• _Directions for this task_: Please count the lines in the records below that contain the string "patio", and give only the number.

Rows from a pointing dataset
_ _ _ _

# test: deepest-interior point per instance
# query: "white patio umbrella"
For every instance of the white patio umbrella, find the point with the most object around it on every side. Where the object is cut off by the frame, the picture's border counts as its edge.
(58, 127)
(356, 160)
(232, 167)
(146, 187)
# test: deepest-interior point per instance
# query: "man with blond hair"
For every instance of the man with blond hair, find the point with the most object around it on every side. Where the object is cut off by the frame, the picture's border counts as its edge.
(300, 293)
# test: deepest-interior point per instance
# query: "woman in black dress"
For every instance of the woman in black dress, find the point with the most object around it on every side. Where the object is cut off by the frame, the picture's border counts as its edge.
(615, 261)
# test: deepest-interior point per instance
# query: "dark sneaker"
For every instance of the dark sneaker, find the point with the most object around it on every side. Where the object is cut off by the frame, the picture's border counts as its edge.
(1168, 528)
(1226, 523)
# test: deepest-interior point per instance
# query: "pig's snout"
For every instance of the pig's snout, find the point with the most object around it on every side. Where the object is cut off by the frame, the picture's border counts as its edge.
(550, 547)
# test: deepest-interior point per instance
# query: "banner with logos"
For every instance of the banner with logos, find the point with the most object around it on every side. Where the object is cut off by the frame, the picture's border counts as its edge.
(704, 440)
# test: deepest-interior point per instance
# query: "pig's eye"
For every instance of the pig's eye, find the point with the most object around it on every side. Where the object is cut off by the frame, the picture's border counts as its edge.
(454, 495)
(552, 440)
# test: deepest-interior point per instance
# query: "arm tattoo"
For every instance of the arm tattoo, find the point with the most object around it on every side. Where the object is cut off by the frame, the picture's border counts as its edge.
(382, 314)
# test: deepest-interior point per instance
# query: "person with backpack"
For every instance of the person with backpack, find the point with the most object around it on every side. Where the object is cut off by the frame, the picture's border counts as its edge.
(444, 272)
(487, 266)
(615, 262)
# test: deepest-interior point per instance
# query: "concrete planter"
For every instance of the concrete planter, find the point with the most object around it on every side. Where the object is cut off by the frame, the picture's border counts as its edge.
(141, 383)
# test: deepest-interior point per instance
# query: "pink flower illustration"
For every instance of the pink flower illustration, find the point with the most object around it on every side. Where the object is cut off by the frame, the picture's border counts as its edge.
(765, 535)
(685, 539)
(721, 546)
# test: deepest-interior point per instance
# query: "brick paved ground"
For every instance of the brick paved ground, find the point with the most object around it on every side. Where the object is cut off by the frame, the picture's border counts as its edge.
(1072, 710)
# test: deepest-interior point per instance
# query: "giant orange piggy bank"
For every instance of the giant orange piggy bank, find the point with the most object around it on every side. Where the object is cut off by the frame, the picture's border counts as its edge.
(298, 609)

_ _ _ _

• _Response for this exercise_: 2